Set problem: Copy the records below exactly, leaving out any pictures.
+---+
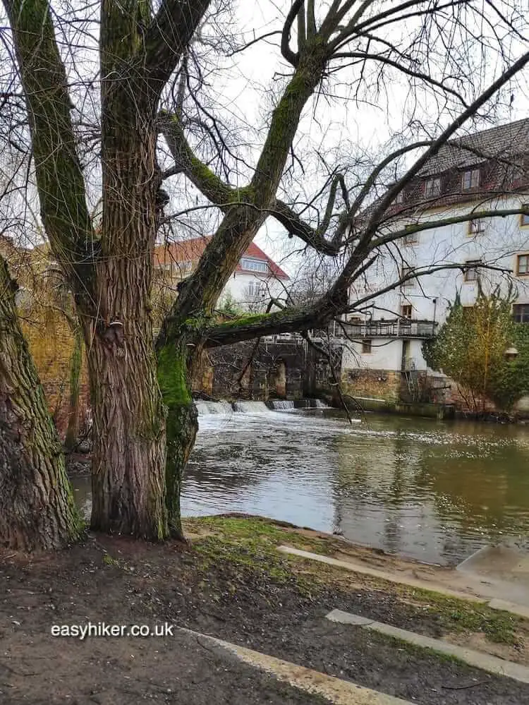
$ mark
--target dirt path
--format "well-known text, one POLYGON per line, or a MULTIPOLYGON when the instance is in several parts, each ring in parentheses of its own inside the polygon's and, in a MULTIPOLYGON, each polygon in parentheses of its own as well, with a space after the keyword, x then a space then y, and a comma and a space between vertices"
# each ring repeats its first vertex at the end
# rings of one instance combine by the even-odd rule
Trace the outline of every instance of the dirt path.
POLYGON ((324 618, 339 608, 446 634, 446 622, 420 601, 369 585, 347 589, 331 573, 318 583, 303 562, 268 552, 267 526, 262 536, 253 526, 248 540, 239 536, 231 544, 204 528, 202 538, 184 549, 94 538, 31 562, 4 555, 0 702, 322 702, 181 634, 84 641, 51 636, 54 624, 89 620, 176 624, 423 705, 529 701, 523 684, 324 618))

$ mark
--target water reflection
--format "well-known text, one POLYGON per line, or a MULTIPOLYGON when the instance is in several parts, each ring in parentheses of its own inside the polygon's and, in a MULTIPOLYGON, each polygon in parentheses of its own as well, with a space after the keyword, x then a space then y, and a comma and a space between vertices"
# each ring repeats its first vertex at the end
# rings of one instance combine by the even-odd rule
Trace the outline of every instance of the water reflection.
MULTIPOLYGON (((529 429, 310 410, 200 417, 184 515, 259 514, 452 564, 528 545, 529 429)), ((89 482, 75 481, 86 509, 89 482)))

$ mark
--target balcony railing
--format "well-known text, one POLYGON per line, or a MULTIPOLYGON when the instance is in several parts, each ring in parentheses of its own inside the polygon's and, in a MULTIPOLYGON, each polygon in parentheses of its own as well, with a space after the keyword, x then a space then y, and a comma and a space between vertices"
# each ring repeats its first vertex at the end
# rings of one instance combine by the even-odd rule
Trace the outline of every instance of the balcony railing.
POLYGON ((372 320, 365 323, 348 323, 345 328, 351 338, 431 338, 437 323, 432 320, 372 320))

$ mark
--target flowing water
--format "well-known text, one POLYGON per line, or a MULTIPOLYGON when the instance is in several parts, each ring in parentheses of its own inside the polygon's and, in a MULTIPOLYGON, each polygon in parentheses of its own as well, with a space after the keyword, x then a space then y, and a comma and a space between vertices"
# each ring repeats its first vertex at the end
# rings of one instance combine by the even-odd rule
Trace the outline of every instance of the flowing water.
MULTIPOLYGON (((262 514, 445 565, 491 542, 529 547, 529 427, 197 406, 185 516, 262 514)), ((74 483, 86 510, 86 480, 74 483)))

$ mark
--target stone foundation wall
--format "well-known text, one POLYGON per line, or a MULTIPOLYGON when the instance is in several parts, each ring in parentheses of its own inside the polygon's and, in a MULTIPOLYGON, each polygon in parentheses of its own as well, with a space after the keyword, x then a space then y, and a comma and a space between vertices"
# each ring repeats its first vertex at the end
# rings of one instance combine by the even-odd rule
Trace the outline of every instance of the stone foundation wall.
POLYGON ((399 401, 401 373, 388 370, 347 370, 342 374, 344 393, 351 397, 399 401))

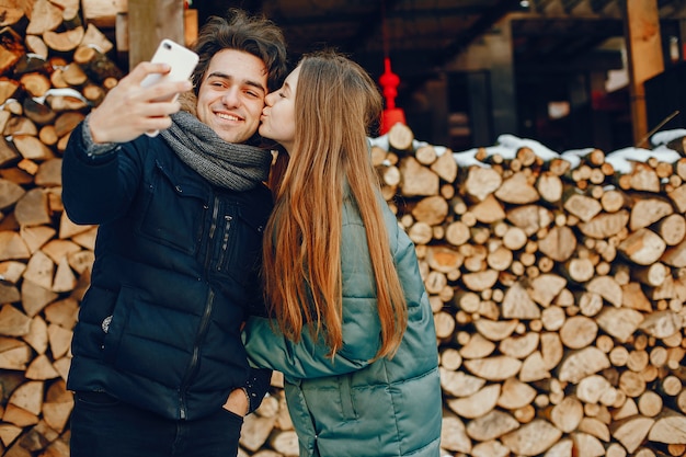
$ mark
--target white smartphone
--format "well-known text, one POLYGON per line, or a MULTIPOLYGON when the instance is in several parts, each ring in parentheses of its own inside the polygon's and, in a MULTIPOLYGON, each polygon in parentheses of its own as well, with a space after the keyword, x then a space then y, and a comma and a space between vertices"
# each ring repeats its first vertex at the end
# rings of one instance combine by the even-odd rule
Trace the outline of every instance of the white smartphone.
+---+
Task solution:
$ mark
--target dirt path
--format "well-known text, one POLYGON per line, or a MULTIPOLYGON when the instance is in several parts, each ring in parentheses of its own inside the polygon's and, in a MULTIPOLYGON, each polygon in parentheses of its own as well, with a space after the keyword, x then a space then y, and a comma and a space between vertices"
# each ring repeats its first vertex at the end
# rings of one instance combine by the even-odd rule
Trace the outline of every instance of the dirt path.
POLYGON ((324 618, 339 608, 446 634, 446 622, 420 601, 369 585, 347 589, 331 573, 318 583, 303 562, 268 552, 267 526, 262 536, 253 526, 248 540, 239 536, 231 544, 204 528, 202 538, 184 549, 94 538, 31 562, 4 555, 0 702, 322 702, 181 634, 84 641, 51 636, 54 624, 89 620, 176 624, 423 705, 529 701, 523 684, 324 618))

$ mark
--target water reflection
--format "well-known text, one POLYGON per line, or a MULTIPOLYGON when the instance is in several parts, each ring in parentheses of its own inside the polygon's and, in a MULTIPOLYGON, each polygon in parentheses of its own as well, with a space after the keyword, x then a space then y, and a comma and a space between vertices"
# each ring repeats its first vertex at the end
# rings of one instance combine by the even-odd rule
Trace the outline of every instance of the water reflection.
MULTIPOLYGON (((529 429, 310 410, 200 417, 184 515, 259 514, 452 564, 528 545, 529 429)), ((89 482, 75 481, 86 509, 89 482)))

$ mark
--target balcony railing
--format "well-known text, one POLYGON per line, or a MULTIPOLYGON when the instance is in several parts, each ring in parentheses of its own inside the polygon's and, in a MULTIPOLYGON, each polygon in parentheses of its own as well, with a space after the keyword, x then a space then y, and a comma and a space between vertices"
# each ring repeats its first vertex at the end
# rings of one instance combine by the even-odd rule
Trace the outline of every instance of the balcony railing.
POLYGON ((372 320, 365 323, 348 323, 345 328, 351 338, 431 338, 437 323, 432 320, 372 320))

$ mark
--target flowing water
--format "well-known text, one POLYGON per line, or a MULTIPOLYGON when the instance is in several parts, each ring in parentheses of its own inside the polygon's and, in a MULTIPOLYGON, each polygon in parentheses of its own as well, with a space after the keyword, x then a space then y, and a comma and a space between vertices"
# each ring repeats its first vertex at the end
# rings of one instance combine by the even-odd rule
Trace the outline of every instance of the flowing water.
MULTIPOLYGON (((262 514, 445 565, 491 542, 529 547, 529 427, 197 406, 185 516, 262 514)), ((74 483, 86 510, 86 480, 74 483)))

$ mark
--target stone foundation wall
--format "well-known text, one POLYGON per line, or a MULTIPOLYGON when the instance is in several parts, each ring in parentheses of its own inside the polygon's and, in a MULTIPOLYGON, each polygon in parentheses of its own as well, with a space after the keyword, x then a space then y, and a comma and a space between vertices"
# each ring repeats its first vertex at the end
# rings of one instance combine by the even-odd rule
Trace the outline of every instance of the stone foundation wall.
POLYGON ((399 401, 401 373, 388 370, 347 370, 342 374, 344 393, 351 397, 399 401))

$ mark
--target white smartphone
--format "well-known text, one POLYGON per line, or a MULTIPOLYGON when the instance is in several parts, each ring in parentheses of its own inside the polygon's and, in a MULTIPOLYGON, each polygon in parentheses of its own as well, with a space after the keyword, x then a space then y, and a comma and a space between vertices"
# each ring repeats its first vertex at the end
# rings of one instance combine by the even-odd rule
Trace the outline of every instance of the white smartphone.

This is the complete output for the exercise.